§ Your goal
Reproduce the lines below word for word, starting at the line that contains "Find the dry" and continuing through the final line.
-- Start of Entries --
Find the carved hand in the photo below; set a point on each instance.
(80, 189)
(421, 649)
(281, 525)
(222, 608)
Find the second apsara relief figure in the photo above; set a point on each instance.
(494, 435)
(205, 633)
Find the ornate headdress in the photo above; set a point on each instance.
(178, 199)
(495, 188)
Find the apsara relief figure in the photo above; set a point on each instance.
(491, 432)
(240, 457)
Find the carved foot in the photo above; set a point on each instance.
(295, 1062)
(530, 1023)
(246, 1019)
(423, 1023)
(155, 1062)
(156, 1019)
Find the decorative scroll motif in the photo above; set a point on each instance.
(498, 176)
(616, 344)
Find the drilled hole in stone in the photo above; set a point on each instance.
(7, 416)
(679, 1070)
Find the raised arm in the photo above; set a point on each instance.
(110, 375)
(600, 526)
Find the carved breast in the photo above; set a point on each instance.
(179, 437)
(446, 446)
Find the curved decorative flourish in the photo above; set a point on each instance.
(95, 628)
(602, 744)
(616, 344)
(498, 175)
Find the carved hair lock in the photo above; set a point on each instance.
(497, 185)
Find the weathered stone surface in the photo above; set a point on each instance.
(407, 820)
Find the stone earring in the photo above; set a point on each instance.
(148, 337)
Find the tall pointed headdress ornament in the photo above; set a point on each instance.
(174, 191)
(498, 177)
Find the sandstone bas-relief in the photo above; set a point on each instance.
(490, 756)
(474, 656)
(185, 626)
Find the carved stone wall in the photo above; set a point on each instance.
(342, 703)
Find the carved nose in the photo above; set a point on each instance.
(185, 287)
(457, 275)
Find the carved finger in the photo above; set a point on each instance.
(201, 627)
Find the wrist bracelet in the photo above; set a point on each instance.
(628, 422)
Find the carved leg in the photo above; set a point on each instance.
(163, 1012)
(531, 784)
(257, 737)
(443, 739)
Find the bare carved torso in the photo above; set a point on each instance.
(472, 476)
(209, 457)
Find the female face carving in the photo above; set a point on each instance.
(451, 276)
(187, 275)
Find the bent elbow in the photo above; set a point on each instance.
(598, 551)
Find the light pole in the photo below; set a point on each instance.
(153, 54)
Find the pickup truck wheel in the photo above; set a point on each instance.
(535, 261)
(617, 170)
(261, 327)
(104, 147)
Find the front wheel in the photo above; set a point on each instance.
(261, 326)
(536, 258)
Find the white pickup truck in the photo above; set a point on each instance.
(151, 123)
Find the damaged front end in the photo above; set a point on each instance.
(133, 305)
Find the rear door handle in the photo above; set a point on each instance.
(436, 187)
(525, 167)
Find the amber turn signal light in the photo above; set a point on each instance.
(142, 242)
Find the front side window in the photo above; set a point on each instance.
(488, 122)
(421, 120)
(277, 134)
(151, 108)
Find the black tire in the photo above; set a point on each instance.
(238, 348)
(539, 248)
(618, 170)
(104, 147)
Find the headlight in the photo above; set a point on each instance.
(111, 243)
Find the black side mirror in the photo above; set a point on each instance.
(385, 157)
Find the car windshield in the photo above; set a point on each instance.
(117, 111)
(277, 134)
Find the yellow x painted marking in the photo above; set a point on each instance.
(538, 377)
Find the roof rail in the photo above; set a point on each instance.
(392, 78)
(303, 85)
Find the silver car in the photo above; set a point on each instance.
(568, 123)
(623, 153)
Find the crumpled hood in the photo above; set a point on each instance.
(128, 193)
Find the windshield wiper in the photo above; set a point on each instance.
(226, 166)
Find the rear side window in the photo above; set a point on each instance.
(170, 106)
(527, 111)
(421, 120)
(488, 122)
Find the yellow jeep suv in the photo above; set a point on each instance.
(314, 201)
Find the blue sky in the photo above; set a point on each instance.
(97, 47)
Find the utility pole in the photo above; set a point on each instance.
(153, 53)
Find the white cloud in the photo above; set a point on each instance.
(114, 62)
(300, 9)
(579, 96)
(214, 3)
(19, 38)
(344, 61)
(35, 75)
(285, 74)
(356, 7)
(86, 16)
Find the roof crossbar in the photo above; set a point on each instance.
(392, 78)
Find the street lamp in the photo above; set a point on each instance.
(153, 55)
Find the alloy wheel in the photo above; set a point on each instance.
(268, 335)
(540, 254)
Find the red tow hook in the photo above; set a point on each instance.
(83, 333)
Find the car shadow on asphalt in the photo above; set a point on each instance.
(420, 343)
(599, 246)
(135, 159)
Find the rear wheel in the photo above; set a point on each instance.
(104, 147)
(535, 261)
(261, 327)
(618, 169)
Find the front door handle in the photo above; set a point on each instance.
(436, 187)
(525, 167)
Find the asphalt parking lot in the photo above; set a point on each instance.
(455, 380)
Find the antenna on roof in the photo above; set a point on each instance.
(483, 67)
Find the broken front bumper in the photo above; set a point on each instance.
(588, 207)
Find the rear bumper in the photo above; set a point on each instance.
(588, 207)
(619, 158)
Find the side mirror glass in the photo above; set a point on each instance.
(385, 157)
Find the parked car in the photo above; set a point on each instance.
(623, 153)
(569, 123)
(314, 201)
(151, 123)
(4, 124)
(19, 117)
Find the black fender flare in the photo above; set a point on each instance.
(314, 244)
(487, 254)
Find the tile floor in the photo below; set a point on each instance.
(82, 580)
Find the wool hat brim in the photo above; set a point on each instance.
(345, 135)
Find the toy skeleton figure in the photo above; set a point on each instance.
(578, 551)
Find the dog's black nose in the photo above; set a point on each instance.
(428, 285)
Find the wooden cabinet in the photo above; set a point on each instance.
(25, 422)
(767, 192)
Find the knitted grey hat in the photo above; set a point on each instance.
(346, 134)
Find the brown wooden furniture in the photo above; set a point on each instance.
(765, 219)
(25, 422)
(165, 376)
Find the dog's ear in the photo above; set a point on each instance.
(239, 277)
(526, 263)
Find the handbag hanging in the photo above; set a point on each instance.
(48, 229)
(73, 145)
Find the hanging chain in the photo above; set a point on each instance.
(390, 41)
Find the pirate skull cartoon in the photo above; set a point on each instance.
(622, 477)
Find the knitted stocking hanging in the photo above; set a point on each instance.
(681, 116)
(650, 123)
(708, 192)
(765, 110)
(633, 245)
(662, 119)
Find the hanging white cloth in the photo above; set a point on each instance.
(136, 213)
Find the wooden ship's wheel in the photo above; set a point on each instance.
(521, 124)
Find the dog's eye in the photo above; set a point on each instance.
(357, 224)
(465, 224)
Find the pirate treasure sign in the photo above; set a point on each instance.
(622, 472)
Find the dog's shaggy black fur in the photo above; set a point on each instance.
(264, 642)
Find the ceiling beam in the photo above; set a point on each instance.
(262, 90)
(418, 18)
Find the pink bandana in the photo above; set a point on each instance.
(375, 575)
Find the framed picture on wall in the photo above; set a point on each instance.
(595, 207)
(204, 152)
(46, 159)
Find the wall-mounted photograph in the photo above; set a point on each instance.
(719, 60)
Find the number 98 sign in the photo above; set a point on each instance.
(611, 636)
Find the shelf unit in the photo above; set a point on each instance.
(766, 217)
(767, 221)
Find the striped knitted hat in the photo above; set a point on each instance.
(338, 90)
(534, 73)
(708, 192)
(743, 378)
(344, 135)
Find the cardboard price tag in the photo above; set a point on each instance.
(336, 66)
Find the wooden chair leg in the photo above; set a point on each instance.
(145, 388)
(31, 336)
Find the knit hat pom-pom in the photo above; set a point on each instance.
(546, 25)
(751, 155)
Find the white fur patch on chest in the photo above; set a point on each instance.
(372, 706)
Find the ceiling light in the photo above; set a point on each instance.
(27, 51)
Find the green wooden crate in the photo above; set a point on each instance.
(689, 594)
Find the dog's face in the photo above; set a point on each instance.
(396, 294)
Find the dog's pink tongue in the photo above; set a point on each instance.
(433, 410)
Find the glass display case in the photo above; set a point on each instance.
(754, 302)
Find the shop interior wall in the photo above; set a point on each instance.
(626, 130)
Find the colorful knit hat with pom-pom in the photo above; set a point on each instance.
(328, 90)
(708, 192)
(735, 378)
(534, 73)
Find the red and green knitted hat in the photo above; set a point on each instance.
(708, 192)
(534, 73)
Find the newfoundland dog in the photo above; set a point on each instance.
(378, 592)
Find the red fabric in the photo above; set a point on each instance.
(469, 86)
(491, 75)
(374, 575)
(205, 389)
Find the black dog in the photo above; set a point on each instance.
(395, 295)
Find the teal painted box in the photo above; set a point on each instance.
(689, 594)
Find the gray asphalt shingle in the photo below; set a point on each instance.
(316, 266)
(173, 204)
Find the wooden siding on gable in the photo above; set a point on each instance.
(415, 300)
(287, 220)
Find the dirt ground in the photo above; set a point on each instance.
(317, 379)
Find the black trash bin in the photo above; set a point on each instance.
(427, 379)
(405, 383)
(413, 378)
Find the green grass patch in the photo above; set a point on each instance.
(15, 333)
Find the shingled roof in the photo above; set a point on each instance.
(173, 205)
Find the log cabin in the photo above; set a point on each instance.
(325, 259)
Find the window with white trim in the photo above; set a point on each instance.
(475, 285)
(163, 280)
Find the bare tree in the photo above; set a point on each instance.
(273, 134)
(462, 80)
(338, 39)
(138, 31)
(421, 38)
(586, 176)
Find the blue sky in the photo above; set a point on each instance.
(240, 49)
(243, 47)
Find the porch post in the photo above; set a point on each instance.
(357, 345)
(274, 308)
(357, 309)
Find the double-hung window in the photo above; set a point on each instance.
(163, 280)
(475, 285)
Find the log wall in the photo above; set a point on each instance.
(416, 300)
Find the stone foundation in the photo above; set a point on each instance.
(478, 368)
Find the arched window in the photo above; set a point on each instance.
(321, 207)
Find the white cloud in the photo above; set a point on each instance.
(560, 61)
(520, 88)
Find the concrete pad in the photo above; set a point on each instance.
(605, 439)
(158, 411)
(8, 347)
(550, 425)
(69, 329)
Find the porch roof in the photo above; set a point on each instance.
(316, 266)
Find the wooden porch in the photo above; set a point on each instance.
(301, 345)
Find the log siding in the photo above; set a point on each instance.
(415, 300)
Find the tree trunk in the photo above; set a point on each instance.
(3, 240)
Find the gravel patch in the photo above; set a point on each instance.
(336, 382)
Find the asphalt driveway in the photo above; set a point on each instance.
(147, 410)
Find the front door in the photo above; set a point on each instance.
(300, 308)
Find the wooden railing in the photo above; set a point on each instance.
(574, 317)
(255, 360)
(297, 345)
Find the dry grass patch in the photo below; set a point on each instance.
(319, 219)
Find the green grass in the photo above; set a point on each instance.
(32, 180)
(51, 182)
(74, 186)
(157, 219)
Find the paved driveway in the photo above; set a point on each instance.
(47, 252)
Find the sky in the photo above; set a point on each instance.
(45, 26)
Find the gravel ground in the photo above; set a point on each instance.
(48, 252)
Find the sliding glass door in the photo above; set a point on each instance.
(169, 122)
-- End of Entries --
§ Result of the exercise
Find the dry grass patch in the photo below; set a point on each instance.
(319, 219)
Find the green grass in the photo above; set a point on each instance.
(32, 180)
(51, 182)
(74, 186)
(157, 219)
Find the paved driveway in the photo above; set a point on each instance.
(47, 252)
Find the sky in the photo above; set a point on each instance.
(45, 26)
Find the gravel ground in the photo above; set a point on each instance.
(48, 252)
Find the sliding glass door in the photo above; set a point on each instance.
(169, 122)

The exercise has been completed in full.